-- Aim --
Which distinct hyphenated terms appear in the NeurIPS review below? List each one once.

-- Document extract --
Review for NeurIPS paper: Simple and Principled Uncertainty Estimation with Deterministic Deep Learning via Distance Awareness

NeurIPS 2020

Simple and Principled Uncertainty Estimation with Deterministic Deep Learning via Distance Awareness

Review 1

Summary and Contributions: 1. This paper presents a way to adapt the Gaussian process to high-dimensional data by 1) extracting latent features with a distance-preserving network and 2) introducing distance-aware output layers via random Fourier features, an approximation to the GP. 2. Empirical results on benchmark datasets are provided to show superior performance in out-of-distribution detection.

Strengths: The method presented in the paper can improve out-of-distribution AUC without sacrificing much of the prediction performance.

-- Recorded data --
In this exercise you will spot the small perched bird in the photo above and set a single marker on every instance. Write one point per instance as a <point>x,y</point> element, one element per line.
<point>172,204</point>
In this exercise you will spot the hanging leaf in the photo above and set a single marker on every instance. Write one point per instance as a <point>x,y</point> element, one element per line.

-- Task response --
high-dimensional, distance-preserving, distance-aware, out-of-distribution